Saved data entries:
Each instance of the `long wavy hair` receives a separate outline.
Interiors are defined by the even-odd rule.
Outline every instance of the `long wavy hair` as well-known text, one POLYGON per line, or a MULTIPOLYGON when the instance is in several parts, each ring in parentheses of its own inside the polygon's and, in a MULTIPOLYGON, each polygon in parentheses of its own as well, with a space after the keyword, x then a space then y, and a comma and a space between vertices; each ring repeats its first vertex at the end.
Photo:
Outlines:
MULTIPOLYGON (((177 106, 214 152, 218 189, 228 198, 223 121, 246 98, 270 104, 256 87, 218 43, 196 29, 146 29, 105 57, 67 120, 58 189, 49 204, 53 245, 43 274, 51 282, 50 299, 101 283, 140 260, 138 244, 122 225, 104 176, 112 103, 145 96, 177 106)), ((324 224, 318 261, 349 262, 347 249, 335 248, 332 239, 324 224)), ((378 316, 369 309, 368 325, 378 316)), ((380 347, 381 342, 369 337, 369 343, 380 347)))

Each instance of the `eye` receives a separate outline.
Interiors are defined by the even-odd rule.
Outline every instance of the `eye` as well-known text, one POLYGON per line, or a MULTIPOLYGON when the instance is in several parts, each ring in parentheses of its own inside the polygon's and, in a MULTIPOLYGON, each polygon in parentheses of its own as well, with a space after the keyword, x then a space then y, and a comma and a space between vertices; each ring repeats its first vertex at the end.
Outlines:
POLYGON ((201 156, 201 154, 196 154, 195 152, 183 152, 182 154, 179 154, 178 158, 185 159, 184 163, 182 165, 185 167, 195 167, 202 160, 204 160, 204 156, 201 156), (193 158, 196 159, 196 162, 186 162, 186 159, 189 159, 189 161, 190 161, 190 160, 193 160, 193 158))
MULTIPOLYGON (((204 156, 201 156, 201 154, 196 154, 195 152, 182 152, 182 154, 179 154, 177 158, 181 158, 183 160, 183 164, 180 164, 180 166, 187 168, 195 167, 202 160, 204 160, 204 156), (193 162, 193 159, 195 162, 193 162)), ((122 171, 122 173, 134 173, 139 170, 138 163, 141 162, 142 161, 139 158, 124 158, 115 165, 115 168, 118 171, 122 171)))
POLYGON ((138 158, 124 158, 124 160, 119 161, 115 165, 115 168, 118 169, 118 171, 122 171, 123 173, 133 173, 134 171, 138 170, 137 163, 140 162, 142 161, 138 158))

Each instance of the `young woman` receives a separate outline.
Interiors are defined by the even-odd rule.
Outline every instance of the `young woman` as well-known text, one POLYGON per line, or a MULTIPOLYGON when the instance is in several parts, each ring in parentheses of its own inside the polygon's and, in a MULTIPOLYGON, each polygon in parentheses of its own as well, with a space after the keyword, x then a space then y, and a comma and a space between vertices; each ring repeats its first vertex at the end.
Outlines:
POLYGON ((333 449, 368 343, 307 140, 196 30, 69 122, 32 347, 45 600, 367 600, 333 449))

EXERCISE BRIEF:
Your task is to find each line in the entries that contains the string "woman" and copy it.

YOUR RESPONSE:
Each instance of the `young woman` receives a separate outline.
Outline every instance of the `young woman` as well-known text, one POLYGON per line, or a MULTIPOLYGON when the instance is in several parts, each ring in parentheses of its own inside the polygon's and, in a MULTIPOLYGON, each polygon in parentheses of its own as well, with a space after the keyword, x then a space then y, and a comma and a space between vertices; each ring repeats its first vertex at the end.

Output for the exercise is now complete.